DATA TO USE
<<<<
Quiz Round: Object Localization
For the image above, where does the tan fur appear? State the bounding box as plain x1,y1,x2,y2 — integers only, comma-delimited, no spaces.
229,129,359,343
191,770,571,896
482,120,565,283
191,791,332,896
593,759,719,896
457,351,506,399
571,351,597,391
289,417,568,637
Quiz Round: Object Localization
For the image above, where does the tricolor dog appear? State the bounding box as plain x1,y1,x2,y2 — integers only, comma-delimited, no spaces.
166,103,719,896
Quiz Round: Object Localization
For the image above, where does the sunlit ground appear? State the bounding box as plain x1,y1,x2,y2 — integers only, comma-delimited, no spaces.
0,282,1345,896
>>>>
<<<<
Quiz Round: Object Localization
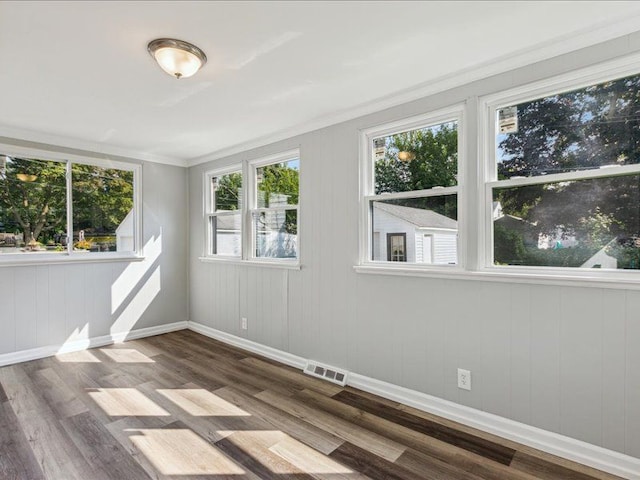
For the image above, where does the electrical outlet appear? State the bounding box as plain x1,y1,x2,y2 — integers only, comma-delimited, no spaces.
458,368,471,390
>>>>
TO BE DONE
Please extract each line from the items above that contains the word "bounding", and copy every such line in full.

EXPECTED ANSWER
For the image above, where does the tan fur appear? State the bounding box as plain x1,y1,x2,y2 — integers only, comma-delimited, no spaces.
For the image above, where does the tricolor dog appear? State the bounding box as plain x1,y1,x2,y2 — integers only, comma-delimited, no spaces.
For the image above, where does the sunlit ground appear? State the bounding box as plain x1,y1,x2,y2 — integers only, comma-delimited, no spaces.
For the image above, where does the electrical outlet appear? State the bounding box as plain x1,y1,x2,y2 — integers only, comma-delimited, no spaces.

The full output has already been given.